TRECHO FORNECIDO =>
****************************************
A partir da Idade Média, a fabricação de queijos finos, ficaria restrita aos mosteiros católicos, com novas receitas desenvolvidas por seus monges. Com o advento das feiras e mercados nos séculos XIV e XV, algumas queijarias de regiões remotas ficaram mais visadas. No século XIX aconteceu um significativo aumento no consumo do queijo, afinal, a sua produção que era artesanal passou para a ordem industrial, utilizando-se dos processos de pasteurização. Foi na Suíça, em 1815, que ocorreu a instalação da primeira fábrica que produziu o queijo industrialmente.

O clima mais frio que do Oriente Médio exige uma menor quantidade de sal para a sua preservação. Nas condições de menor quantidade de sal e acidez, o queijo torna-se um ambiente propício para uma grande variedade de micróbios benéficos e mofos, que são os responsáveis pelos sabores peculiares e apreciadíssimos dos queijos mais velhos. No final da Idade Média, ou depois dela, é que muitos das variedades conhecidas foram registrados, como o inglês cheddar (por volta de 1500), o italiano parmesão (1597), o holandês golda (1697) e o francês camembert (1791).

“Trem-bão é o queijim mineiro”

Contando com cerca de 40% do rebanho em seu território, Minas Gerais possui a maior concentração nacional de gado. A descoberta do ouro no sertão das Gerais em 1693, pelo bandeirante paulista Antônio Rodrigues Arzão, deu a partida para o novo vetor de colonização, exploração e avançamento, a partir de 1698. Em 1729, com a descoberta de diamantes no Arraial do Tijuco, atual Diamantina, uma nova leva de exploradores adensa ainda mais a população aqui no interior do Brasil. Dos 6 mil habitantes em 1700, passou a contar com cerca de 270 mil em 1742.

Aqui o gado foi introduzido para o abastecimento, dado o repentino e crescente aumento populacional, rompendo e vencendo montanhas pelos tropeiros que vinham do litoral e de outras regiões, até o coração das Minas. O queijo português, da Serra da Estrela, veio nessa bagagem, sendo o precursor do nosso queijo do serro, atual Serro. O queijo minas ou queijo de Minas, também surgiu por esses caminhos. É um queijo de pouca "cura" e agradou ao paladar da população e da coroa, instalada no Rio de Janeiro.


No sul mineiro, na Serra da Mantiqueira, a introdução do gado leiteiro holandês, foi propiciada pelo clima ameno, pelas áreas de pastagem natural composta principalmente de capim gordura e uma flora láctea naturalmente presente. Surgiram na região o queijo prato e o queijo do reino, sendo esse último ainda hoje muito consumido no Nordeste brasileiro, principalmente nas épocas das festas de São João e Natal. Foram os dinamarqueses e holandeses que instalaram as primeiras manufaturas de derivados do leite em Minas.
****************************************
[Entradas de anotação de coordenadas]
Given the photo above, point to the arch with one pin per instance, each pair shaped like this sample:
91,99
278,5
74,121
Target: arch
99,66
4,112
****************************************
SUAS INSTRUÇÕES =>
Dê continuidade ao texto sobre a história do queijo em Minas Gerais, começando logo depois da última frase apresentada.

RESULTADO FINAL =>
Minas Gerais está a cada dia se consolidando mais no roteiro mundial das queijarias de excelência. Em 2015, um feito inédito chamou a atenção para a região da Serra da Canastra, no sudoeste mineiro. Um queijo produzido na região, na fazenda Estância Capim Canastra, ganhou a medalha de prata numa competição. A competição Mondial du Fromage de Tours foi realizada na França e avaliou mais de 600 tipos de queijo de 23 países. A categoria vencida pelo queijo mineiro foi a de massa prensada não cozida de leite cru de vaca.

O tradicional alimento do estado não perde em nada para os mais aprimorados queijos importados. Seja o canastra, o serro, o frescal, o meia-cura, o minas, o de coalho, o do reino, enfim, são tantas as opções, que fica até difícil dizer qual é o mais apreciado. Essa iguaria faz tanto sucesso que já virou Patrimônio Cultural Brasileiro e Patrimônio Imaterial de Minas Gerais, títulos estes que reconhecem o modo típico de preparo dos queijos artesanais da região do Serro e da Serra da Canastra.

Quem mexeu no SEU queijo?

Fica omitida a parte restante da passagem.